> _What to work on_
Write out all of the entries exactly, please.

> _Input material_
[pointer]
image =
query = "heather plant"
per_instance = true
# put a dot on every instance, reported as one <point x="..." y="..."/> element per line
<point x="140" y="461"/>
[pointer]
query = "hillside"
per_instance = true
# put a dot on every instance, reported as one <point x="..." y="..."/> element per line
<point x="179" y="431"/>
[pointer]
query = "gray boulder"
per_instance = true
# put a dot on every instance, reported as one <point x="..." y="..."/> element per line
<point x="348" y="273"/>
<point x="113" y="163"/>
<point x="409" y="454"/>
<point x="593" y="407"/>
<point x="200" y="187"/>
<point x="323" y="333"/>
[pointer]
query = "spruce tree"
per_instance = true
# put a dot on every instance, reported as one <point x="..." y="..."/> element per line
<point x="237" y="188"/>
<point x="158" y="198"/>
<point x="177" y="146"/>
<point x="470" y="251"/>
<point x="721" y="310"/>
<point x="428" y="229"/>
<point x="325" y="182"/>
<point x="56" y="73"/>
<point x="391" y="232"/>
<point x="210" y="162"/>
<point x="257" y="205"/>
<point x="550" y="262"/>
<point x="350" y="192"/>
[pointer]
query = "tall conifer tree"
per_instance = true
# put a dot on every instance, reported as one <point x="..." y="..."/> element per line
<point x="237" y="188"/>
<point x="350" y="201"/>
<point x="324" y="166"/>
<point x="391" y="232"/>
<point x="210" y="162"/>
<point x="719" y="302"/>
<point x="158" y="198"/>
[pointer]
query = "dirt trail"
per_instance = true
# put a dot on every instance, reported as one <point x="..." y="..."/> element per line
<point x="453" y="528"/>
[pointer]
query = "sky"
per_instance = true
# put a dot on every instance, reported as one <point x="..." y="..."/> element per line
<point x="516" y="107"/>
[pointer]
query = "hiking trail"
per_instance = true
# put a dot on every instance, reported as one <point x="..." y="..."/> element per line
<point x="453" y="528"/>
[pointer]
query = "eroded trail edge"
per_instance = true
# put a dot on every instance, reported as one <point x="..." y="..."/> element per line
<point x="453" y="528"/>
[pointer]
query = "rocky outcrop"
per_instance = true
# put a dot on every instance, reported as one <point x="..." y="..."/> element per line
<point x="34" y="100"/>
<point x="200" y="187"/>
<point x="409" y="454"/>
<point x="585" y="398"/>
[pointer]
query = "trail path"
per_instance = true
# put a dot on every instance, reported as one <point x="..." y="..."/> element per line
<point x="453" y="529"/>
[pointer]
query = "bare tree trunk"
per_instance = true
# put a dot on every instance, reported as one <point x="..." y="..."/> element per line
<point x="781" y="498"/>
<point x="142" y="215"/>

> _Output for this task_
[pointer]
image =
query = "heather plant"
per_instance = true
# put a dot on every instance, reported as one <point x="..." y="..."/> element per line
<point x="140" y="461"/>
[pointer]
query = "hillside"
per_instance = true
# put a dot on every instance, reported as one <point x="..." y="..."/> element per line
<point x="179" y="431"/>
[pointer]
query = "gray boulder"
per_instance = true
# put a dot on every instance, reported as one <point x="..." y="..."/> element per line
<point x="348" y="273"/>
<point x="113" y="163"/>
<point x="409" y="454"/>
<point x="593" y="407"/>
<point x="200" y="187"/>
<point x="323" y="333"/>
[pointer]
query = "spruce tree"
per_instance = true
# put a dot on every instance, reported as one <point x="..." y="..."/> element per line
<point x="237" y="188"/>
<point x="158" y="198"/>
<point x="177" y="146"/>
<point x="470" y="251"/>
<point x="721" y="310"/>
<point x="428" y="229"/>
<point x="325" y="182"/>
<point x="56" y="73"/>
<point x="391" y="232"/>
<point x="210" y="162"/>
<point x="257" y="205"/>
<point x="550" y="262"/>
<point x="350" y="192"/>
[pointer]
query = "tall conifer tree"
per_instance = true
# put a dot on every instance, reported as one <point x="..." y="..."/> element per line
<point x="237" y="188"/>
<point x="350" y="201"/>
<point x="324" y="166"/>
<point x="391" y="232"/>
<point x="210" y="162"/>
<point x="719" y="302"/>
<point x="158" y="198"/>
[pointer]
query = "dirt trail"
per_instance = true
# put a dot on every instance, reported as one <point x="..." y="..."/> element per line
<point x="453" y="528"/>
[pointer]
query = "sky"
per_instance = true
# put a dot on every instance, reported as one <point x="..." y="..."/> element per line
<point x="516" y="107"/>
[pointer]
query = "hiking trail"
per_instance = true
# put a dot on every instance, reported as one <point x="..." y="..."/> element per line
<point x="453" y="528"/>
[pointer]
query = "eroded trail edge"
per_instance = true
# put a dot on every instance, reported as one <point x="..." y="..."/> element per line
<point x="453" y="528"/>
[pointer]
query = "rocky outcrop"
per_instance = true
# put a dot on every instance, reported as one <point x="..." y="..."/> element per line
<point x="34" y="100"/>
<point x="200" y="187"/>
<point x="409" y="454"/>
<point x="585" y="398"/>
[pointer]
query = "trail path"
per_instance = true
# put a dot on every instance, reported as one <point x="..." y="..."/> element per line
<point x="453" y="529"/>
[pointer]
query = "bare tree trunk"
per_instance = true
# put a dot on every instance, reported as one <point x="..." y="..."/> element per line
<point x="781" y="498"/>
<point x="142" y="215"/>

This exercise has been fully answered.